* EXCERPTED TEXT *
# Can Six sigma analysis save a marriage?



## Dude007 (Jun 22, 2015)

Greenbelts and black belts alike, what say you?!
_Posted via Mobile Device_


----------



## NotLikeYou (Aug 30, 2011)

Well, I suppose one could apply 6 sigma techniques to a relationship.

You could identify quality criteria that you would consider relevant to the success of the relationship.

SMART goals (Specific, Measurable, Achievable, Realistic, Timely) would actually be great things to line out and strive for to repair existing problems.

I'm pretty sure Deming's 14 points could be used, but I ain't gonna go look them up and detail them out.

Using Minitab to throw up a bunch of statistical analyses would probably be counterproductive.


----------



## imperfectworld (Jan 18, 2015)

I'm way down on Maslow's Hierarchy of Needs at the moment.


----------



## Dude007 (Jun 22, 2015)

NotLikeYou said:


> Well, I suppose one could apply 6 sigma techniques to a relationship.

* DATA PROVIDED *
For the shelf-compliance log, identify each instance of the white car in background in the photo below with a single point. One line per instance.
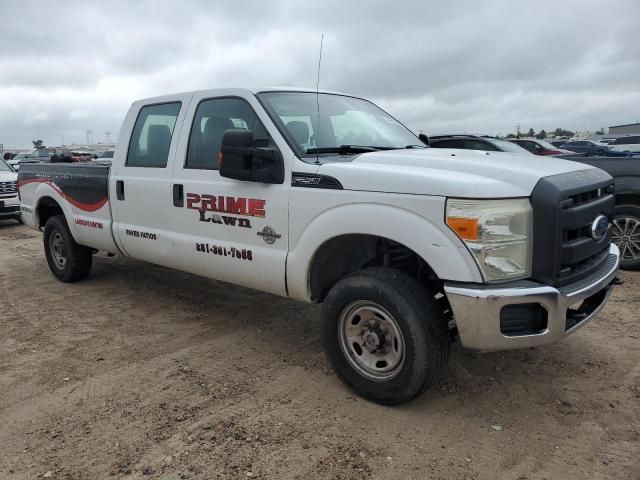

* COMPLETE THE FOLLOWING *
A: From the Six Sigma thread, quote the passage that begins with the words containing "You could identify" and ends with "repair existing problems.".
B: Answer these questions using the Six Sigma thread:
(i) What words make up the SMART acronym, as NotLikeYou spells it out?
(ii) Which software does NotLikeYou say would probably be counterproductive to use for statistical analyses?
(iii) What does imperfectworld say they are way down on at the moment?

* RESPONSES IN ORDER *
A:
You could identify quality criteria that you would consider relevant to the success of the relationship.

SMART goals (Specific, Measurable, Achievable, Realistic, Timely) would actually be great things to line out and strive for to repair existing problems.

B:
(i) Specific, Measurable, Achievable, Realistic, Timely
(ii) Minitab
(iii) Maslow's Hierarchy of Needs